> Set exercise
Copy the material below word for word, leaving out the pictures.

==== Stored rows

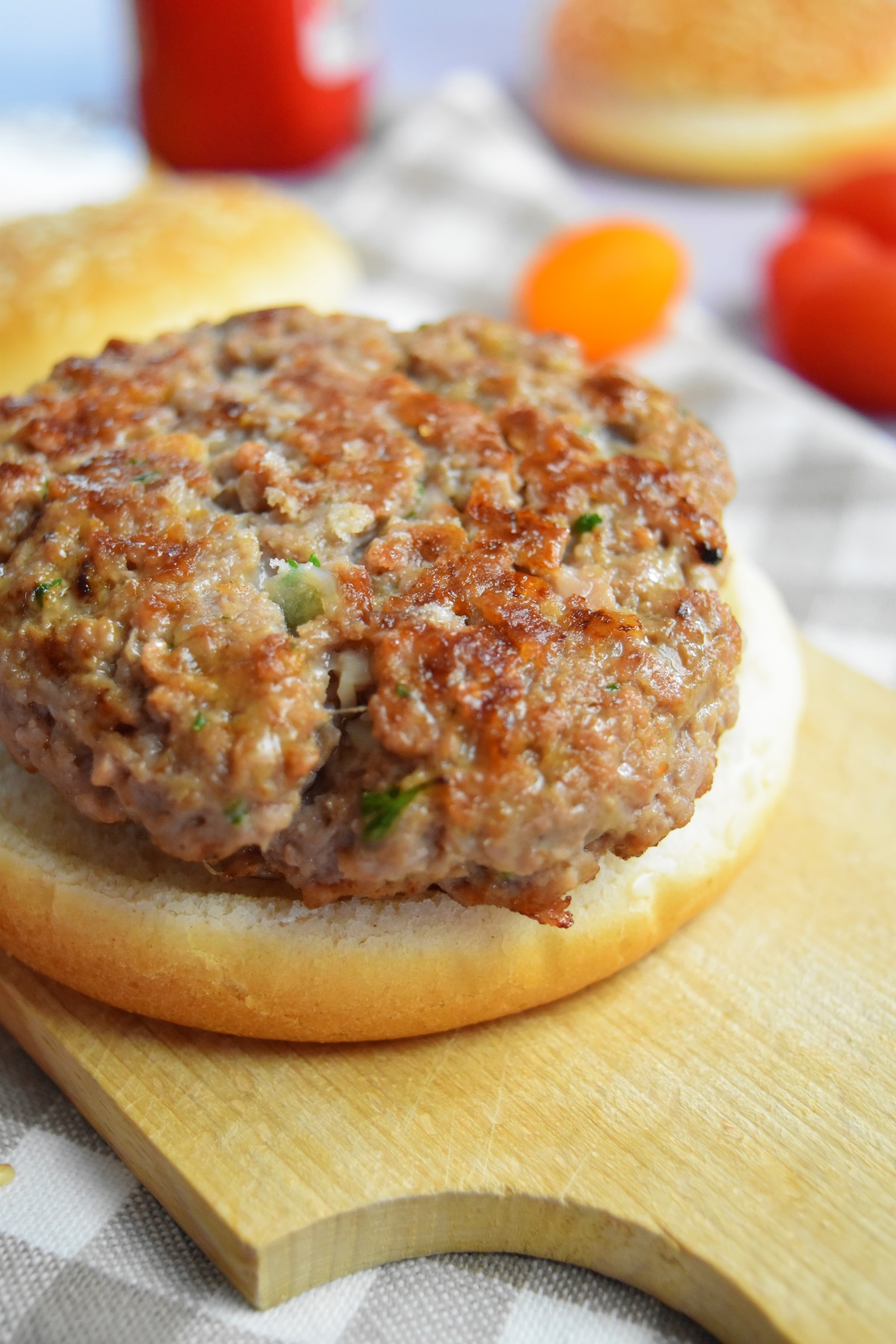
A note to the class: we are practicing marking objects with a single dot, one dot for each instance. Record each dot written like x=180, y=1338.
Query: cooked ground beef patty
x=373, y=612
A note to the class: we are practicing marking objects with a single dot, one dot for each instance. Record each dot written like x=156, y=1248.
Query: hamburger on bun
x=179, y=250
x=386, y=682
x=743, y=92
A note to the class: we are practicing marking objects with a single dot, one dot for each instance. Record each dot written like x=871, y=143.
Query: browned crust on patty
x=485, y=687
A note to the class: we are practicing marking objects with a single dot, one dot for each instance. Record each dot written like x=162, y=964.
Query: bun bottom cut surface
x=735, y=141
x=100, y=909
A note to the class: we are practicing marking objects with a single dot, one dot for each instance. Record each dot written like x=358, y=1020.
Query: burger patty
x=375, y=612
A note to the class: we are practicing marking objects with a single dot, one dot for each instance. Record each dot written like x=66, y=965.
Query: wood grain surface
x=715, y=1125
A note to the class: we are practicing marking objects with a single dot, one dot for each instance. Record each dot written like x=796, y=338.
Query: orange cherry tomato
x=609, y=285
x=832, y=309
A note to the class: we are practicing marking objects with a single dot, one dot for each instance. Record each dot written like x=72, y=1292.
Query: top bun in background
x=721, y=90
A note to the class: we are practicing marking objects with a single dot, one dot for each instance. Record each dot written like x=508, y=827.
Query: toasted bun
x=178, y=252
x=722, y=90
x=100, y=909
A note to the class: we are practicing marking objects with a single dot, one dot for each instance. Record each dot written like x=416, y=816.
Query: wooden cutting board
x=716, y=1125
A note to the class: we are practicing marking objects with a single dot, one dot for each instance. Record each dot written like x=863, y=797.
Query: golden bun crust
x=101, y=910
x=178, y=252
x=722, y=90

========

> Exercise answer
A note to the class: we are practicing marking objects with a single dot, one dot for each instance. Record each dot written like x=180, y=1338.
Query: cooked ground beef patty
x=373, y=612
A note to the class: we are practicing marking objects with a single dot, one dot for each instance. Record each dot written like x=156, y=1248.
Query: hamburger on bun
x=179, y=250
x=386, y=682
x=743, y=92
A note to the class: we are practicing marking objects with a single dot, one dot for each instance. Record each dot written like x=871, y=143.
Query: browned crust on patty
x=485, y=687
A note to the class: we are practicing marking objects with a single dot, one dot for each instance. Record each dot written like x=162, y=964.
Query: bun bottom cut surface
x=735, y=141
x=100, y=909
A note to the class: we are practicing marking objects with a single dot, one dot for each instance. Record each dot written like x=358, y=1020.
Query: burger patty
x=375, y=612
A note to the class: we are practicing marking objects with a single dot, one dot for each instance. Record each dot written like x=66, y=965.
Query: wood grain surface
x=715, y=1125
A note to the class: we are practicing marking objects with a single dot, one dot for each instance. Record each dot written like x=796, y=338.
Query: orange cherry tomato
x=609, y=285
x=832, y=309
A note to the class: we are practicing marking objects with a single dot, one dot for each instance. Record each dot written like x=72, y=1292.
Query: top bun in background
x=721, y=90
A note to the class: we are practicing marking objects with a single dot, one dot for each instance. Record each dot written like x=508, y=827.
Query: toasted bun
x=178, y=252
x=722, y=90
x=100, y=909
A note to the class: we are practicing marking objects with a single dot, one dot for each instance. Record each dot written like x=416, y=816.
Query: wooden cutting board
x=716, y=1125
A note to the class: we are practicing marking objects with a single dot, one dot for each instance. Record each dot written like x=863, y=797.
Query: golden bun crust
x=101, y=910
x=178, y=252
x=722, y=90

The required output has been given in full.